# GIVEN TASK
Set down, without alteration, the lines from the one that contains "target | building window" through the final line of the material below.

++++++

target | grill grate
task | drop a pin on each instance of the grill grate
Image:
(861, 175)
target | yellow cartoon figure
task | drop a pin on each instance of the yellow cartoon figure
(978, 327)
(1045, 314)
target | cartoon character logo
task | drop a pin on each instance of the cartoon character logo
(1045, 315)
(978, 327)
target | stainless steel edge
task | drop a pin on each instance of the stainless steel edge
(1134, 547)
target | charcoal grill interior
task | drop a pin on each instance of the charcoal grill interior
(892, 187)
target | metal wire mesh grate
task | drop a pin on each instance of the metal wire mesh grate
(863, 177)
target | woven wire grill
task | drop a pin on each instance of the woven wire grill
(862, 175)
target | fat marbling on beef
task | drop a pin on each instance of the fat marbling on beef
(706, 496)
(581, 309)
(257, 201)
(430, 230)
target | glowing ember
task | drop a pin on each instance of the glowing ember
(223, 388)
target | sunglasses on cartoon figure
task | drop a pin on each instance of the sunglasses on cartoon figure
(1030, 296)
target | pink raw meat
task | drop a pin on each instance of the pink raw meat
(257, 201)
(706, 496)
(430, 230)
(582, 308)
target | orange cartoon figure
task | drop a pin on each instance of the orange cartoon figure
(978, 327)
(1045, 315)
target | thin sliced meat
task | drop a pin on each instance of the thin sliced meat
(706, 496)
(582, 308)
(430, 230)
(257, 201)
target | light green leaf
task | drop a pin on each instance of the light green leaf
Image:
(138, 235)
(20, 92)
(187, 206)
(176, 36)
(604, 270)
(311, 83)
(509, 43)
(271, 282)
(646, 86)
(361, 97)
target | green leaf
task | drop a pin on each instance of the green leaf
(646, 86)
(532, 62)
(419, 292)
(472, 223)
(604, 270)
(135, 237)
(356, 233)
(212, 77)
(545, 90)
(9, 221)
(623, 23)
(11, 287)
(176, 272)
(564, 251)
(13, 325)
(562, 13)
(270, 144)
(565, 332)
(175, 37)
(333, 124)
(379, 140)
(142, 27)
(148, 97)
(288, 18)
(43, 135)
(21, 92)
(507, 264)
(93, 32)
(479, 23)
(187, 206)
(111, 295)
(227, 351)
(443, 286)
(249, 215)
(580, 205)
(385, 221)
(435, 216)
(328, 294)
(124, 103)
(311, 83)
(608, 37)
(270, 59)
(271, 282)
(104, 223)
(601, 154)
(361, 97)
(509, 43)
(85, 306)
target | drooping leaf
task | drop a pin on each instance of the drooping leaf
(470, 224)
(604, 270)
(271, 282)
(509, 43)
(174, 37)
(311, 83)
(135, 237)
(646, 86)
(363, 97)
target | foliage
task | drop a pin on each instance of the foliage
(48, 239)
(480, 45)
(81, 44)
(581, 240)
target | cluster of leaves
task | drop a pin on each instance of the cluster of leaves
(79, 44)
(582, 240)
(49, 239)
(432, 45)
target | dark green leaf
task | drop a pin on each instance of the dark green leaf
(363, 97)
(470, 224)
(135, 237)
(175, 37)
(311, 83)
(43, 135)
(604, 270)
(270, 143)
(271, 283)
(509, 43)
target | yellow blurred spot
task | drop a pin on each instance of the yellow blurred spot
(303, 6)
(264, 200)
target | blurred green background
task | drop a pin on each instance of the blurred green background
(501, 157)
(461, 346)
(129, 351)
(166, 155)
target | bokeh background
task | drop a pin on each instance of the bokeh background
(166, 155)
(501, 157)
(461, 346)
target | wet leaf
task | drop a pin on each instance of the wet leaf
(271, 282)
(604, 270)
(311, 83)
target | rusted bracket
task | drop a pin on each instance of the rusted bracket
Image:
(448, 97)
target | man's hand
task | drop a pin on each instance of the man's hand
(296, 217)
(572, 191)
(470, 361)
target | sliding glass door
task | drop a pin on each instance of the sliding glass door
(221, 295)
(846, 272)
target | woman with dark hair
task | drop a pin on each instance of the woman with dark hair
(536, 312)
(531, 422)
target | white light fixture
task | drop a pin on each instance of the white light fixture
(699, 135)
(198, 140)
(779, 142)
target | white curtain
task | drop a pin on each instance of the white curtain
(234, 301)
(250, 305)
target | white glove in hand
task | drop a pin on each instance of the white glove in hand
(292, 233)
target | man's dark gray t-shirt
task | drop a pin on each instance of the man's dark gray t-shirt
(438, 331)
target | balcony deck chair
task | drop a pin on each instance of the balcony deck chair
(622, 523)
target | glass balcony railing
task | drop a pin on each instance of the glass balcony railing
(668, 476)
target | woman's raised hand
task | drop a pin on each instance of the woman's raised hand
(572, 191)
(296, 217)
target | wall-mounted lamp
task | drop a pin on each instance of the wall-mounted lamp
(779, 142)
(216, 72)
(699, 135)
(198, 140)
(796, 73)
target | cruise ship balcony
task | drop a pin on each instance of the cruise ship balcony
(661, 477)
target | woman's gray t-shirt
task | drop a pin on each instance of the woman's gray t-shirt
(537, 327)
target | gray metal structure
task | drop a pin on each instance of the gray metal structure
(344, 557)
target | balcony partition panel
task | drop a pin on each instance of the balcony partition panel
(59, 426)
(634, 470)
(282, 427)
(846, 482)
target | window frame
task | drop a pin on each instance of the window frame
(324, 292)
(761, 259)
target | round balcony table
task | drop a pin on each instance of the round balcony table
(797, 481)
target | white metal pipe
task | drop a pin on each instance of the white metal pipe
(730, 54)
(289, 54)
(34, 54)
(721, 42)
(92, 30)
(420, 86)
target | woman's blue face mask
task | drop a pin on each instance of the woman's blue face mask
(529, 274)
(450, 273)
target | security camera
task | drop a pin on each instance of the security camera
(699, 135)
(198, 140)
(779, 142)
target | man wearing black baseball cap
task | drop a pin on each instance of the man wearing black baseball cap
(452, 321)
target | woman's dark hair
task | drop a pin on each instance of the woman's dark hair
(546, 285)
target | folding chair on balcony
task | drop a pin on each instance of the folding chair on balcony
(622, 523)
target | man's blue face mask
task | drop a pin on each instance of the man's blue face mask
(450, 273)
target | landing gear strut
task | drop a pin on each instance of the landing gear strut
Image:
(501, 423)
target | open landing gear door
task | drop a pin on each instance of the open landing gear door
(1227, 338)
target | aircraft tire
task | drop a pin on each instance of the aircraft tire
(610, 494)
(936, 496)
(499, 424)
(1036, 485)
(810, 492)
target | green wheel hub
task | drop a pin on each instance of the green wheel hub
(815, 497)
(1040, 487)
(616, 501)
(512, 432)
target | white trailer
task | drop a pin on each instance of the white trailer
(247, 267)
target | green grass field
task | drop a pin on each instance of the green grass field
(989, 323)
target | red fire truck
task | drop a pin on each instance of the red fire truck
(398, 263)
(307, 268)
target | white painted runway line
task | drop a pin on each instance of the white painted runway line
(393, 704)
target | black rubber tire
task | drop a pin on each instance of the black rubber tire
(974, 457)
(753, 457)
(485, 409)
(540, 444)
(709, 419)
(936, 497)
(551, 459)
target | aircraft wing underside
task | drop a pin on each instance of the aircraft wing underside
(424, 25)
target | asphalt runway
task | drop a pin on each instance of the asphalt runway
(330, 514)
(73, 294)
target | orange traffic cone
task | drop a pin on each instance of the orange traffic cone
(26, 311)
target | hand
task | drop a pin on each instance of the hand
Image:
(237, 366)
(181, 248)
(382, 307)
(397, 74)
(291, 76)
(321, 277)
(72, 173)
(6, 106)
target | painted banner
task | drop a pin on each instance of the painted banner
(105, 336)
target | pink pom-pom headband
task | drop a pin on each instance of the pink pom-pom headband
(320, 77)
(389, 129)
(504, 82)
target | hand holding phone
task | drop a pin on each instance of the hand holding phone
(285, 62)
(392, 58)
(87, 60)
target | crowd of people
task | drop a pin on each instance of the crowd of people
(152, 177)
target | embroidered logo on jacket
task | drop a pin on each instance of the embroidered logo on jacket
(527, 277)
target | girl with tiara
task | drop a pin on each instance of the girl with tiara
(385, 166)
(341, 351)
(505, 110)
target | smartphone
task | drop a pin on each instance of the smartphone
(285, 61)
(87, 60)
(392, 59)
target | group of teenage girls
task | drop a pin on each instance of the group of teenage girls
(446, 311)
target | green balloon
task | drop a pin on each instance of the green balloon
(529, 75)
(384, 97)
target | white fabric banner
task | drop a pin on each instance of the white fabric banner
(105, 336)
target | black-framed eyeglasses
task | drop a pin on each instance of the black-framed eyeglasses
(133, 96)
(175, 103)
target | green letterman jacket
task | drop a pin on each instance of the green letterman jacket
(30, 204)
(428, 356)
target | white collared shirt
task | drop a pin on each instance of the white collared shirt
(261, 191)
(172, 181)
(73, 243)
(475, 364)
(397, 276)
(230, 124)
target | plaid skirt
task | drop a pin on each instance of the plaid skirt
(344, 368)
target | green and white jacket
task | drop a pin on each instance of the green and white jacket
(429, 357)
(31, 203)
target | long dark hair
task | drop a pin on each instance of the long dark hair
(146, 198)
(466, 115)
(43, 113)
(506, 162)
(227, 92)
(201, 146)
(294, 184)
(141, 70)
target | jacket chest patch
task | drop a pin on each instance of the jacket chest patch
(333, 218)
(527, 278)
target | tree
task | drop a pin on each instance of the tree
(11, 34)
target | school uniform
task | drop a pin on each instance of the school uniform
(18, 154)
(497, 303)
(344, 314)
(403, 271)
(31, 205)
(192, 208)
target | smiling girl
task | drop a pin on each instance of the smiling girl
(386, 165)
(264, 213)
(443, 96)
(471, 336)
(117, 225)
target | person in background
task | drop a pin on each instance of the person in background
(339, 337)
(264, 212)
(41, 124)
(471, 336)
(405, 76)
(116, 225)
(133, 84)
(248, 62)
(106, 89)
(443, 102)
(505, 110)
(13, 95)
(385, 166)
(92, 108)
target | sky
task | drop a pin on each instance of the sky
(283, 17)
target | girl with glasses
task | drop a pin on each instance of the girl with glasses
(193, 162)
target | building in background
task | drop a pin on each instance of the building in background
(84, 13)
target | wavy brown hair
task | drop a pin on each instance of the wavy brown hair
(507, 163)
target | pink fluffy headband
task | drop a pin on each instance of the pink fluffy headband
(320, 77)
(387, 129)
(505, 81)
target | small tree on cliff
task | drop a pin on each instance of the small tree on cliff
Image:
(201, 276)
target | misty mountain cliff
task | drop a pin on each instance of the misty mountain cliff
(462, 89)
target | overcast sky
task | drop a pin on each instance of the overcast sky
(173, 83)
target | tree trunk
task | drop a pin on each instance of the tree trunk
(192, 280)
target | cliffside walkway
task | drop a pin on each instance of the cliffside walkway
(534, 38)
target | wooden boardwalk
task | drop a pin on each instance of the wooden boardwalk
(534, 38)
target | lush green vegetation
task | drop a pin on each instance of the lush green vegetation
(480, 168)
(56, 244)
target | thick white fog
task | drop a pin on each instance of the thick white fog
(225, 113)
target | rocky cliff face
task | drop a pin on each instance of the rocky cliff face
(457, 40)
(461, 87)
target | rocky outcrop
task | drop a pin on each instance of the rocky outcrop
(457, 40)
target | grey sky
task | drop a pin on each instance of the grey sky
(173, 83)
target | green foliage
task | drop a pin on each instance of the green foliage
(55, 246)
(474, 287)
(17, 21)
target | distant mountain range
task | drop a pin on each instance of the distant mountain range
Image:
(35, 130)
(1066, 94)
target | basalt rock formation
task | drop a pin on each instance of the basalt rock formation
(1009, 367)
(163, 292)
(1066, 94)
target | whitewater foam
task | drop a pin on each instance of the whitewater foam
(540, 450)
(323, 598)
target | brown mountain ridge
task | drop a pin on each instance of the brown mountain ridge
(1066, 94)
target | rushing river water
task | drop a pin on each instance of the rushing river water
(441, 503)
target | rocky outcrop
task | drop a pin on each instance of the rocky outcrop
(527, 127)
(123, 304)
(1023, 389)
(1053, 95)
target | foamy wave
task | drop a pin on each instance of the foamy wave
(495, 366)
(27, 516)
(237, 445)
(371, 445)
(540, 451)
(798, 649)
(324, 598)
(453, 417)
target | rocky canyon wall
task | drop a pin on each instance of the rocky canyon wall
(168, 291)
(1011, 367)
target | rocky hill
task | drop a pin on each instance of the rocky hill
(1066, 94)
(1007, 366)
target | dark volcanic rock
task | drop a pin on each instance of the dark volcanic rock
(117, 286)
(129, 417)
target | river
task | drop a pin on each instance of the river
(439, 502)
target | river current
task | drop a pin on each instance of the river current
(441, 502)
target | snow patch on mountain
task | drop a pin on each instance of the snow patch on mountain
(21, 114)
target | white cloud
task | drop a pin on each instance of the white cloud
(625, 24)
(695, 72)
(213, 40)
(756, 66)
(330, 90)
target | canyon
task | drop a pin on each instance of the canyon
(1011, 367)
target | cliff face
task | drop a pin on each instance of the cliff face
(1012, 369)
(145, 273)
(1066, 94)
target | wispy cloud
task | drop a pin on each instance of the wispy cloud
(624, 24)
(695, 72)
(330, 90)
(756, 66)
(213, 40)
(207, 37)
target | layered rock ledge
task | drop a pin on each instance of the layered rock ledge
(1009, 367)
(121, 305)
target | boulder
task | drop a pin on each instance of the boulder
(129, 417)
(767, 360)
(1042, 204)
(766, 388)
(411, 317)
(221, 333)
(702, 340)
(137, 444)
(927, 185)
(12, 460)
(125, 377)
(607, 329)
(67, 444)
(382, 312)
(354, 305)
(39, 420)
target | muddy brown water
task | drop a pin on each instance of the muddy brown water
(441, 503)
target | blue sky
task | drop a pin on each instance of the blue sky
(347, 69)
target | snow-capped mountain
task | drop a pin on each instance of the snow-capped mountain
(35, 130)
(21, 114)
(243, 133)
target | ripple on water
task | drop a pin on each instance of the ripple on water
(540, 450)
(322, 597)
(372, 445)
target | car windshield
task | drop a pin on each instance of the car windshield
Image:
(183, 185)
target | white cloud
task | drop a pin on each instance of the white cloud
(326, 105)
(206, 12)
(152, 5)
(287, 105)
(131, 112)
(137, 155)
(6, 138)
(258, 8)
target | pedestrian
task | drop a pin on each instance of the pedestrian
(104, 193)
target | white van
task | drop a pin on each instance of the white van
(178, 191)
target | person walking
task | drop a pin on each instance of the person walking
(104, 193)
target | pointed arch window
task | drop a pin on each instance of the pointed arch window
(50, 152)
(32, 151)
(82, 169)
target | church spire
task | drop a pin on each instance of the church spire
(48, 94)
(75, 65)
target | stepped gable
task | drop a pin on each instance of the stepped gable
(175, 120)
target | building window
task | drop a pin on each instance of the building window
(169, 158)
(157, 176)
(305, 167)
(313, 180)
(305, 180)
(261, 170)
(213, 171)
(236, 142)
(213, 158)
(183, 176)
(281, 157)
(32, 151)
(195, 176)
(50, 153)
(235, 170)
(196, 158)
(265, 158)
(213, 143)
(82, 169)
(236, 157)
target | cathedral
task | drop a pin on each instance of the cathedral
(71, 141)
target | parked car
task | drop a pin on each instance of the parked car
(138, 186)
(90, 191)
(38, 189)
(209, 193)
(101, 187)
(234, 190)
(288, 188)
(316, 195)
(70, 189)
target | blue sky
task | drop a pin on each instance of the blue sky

++++++

# REPLY TO THE TASK
target | building window
task | drop a pin on each instance of the building window
(169, 158)
(157, 176)
(305, 167)
(313, 180)
(305, 180)
(261, 170)
(213, 171)
(236, 142)
(213, 158)
(183, 176)
(281, 157)
(32, 151)
(195, 176)
(50, 153)
(235, 170)
(196, 158)
(265, 158)
(213, 143)
(82, 169)
(236, 157)
target | cathedral
task | drop a pin on each instance of the cathedral
(71, 141)
target | parked car
task | drop a pin on each instance of the parked car
(138, 186)
(90, 191)
(38, 189)
(209, 193)
(101, 187)
(234, 190)
(288, 188)
(316, 195)
(70, 189)
target | blue sky
task | drop a pin on each instance of the blue sky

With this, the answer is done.